## About this exercise
Return verbatim the stretch of the article on terrorism from "Yet, as details" through "countering violent extremism?".

Terrorists don’t kill for their religion. It’s something else entirely
Floral tributes to victims of the terror attack on London Bridge and Borough Market in June 2017 Image: REUTERS/Marko Djurica
When it comes to terrorism, military solutions abound. Meanwhile, the UN has just welcomed a partnership initiative with tech giants Facebook, Microsoft, Twitter and YouTube to develop solutions to fight terrorism online.
Yet, as details continue to surface from the most recent string of terrorism attacks against the West, are we perhaps overlooking more human-centric solutions and approaches to countering violent extremism?
The latest attacks reinforce a set of characteristics shared by extremists, who see themselves as Muslim martyrs. While some analysts have widened their inquiry beyond the sphere of ideology — drawing demographic parallels, for instance, and postulating archetypes of domestic violence — one human characteristic remains largely unexplored: shame.

## Extracted information
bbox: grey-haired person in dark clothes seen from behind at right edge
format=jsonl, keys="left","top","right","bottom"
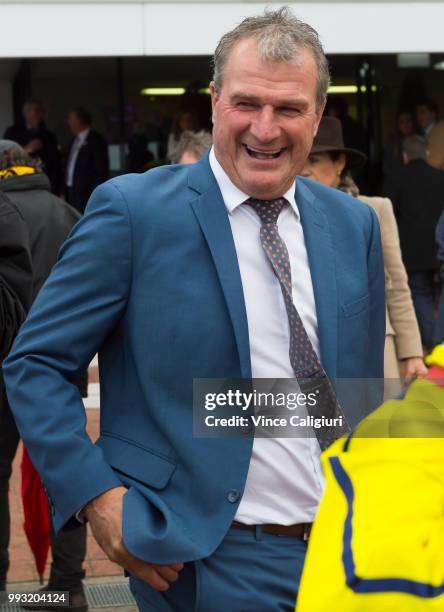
==
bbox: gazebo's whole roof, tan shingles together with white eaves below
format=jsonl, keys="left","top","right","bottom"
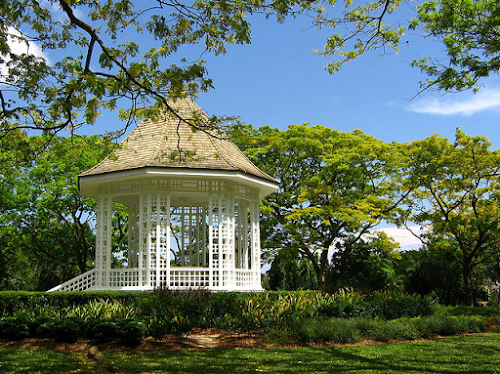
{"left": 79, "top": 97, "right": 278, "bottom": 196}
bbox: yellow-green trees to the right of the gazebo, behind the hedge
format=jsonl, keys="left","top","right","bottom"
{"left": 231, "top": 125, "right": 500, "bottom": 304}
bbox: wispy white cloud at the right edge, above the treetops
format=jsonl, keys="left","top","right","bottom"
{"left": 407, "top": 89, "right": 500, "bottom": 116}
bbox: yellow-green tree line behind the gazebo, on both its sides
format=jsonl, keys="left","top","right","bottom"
---
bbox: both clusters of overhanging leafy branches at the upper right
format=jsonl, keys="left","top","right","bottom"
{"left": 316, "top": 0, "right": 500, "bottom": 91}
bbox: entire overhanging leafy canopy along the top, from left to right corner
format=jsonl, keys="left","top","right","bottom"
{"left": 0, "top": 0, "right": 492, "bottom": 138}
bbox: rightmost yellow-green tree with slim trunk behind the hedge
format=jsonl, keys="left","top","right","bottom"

## Answer box
Yet, as details continue to surface from the most recent string of terrorism attacks against the West, are we perhaps overlooking more human-centric solutions and approaches to countering violent extremism?